■ **Written request**
Please output the lines from the one containing "Target: taillight" through the end of the entries, inclusive, as a Markdown table with the columns Row and Line, numbering each row and leaving out blank lines.

■ **Listing**
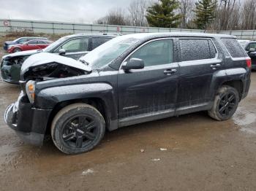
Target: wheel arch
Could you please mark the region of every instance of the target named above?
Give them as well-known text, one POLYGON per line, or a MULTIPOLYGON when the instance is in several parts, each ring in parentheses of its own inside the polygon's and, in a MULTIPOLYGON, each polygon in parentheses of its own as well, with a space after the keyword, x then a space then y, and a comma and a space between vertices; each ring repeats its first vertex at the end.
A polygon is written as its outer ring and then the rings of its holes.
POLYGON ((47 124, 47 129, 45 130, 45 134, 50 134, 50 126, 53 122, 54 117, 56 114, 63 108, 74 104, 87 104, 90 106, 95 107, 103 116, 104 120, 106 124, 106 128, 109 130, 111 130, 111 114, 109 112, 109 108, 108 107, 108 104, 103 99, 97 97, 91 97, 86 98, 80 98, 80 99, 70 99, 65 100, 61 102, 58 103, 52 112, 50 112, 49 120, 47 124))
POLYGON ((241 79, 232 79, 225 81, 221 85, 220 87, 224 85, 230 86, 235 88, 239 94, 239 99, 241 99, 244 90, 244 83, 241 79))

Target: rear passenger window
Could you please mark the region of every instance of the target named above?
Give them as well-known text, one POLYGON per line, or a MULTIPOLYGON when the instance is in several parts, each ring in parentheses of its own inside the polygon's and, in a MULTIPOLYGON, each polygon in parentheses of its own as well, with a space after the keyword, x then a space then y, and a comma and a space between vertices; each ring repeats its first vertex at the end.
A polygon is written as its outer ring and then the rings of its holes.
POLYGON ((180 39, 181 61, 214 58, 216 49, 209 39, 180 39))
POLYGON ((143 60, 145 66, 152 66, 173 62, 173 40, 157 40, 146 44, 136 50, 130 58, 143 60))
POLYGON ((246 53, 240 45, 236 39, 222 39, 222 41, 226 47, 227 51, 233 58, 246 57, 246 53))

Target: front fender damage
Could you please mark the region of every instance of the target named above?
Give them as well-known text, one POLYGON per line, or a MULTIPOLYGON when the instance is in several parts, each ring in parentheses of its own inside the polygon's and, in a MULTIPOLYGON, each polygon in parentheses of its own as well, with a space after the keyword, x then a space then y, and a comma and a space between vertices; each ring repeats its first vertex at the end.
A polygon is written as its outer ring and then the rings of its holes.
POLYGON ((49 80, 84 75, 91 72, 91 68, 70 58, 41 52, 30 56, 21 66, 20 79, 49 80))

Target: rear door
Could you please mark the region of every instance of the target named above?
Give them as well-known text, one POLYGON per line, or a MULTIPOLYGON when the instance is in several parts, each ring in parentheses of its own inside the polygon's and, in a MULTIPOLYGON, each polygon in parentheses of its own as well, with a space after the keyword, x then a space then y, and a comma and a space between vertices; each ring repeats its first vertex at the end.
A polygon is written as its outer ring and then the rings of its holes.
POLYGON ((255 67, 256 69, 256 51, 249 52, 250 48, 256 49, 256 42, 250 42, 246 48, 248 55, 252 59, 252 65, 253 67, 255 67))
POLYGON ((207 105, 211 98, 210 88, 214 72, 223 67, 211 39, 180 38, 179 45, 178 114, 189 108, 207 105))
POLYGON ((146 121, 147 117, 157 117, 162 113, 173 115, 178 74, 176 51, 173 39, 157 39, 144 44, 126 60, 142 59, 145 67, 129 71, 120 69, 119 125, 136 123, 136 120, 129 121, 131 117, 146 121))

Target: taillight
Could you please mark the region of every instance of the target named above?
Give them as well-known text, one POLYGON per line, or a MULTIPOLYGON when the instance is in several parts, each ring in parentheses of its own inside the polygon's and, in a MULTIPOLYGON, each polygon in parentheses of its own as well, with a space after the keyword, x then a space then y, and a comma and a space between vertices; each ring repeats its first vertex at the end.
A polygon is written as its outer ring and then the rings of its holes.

■ **Answer in full**
| Row | Line |
|---|---|
| 1 | Target: taillight |
| 2 | Could you please mark the region of every instance of the target named above? |
| 3 | Give them as well-known text, one POLYGON per line, or a MULTIPOLYGON when the instance is in several parts, each ring in parentheses of its own inside the polygon's and, in a MULTIPOLYGON, each polygon in parentheses of its own as well, with a space after the keyword, x then a space then y, and a comma and a space between vertices; each ring repeats its first vertex at the end. |
| 4 | A polygon is written as its outer ring and then the rings of its holes. |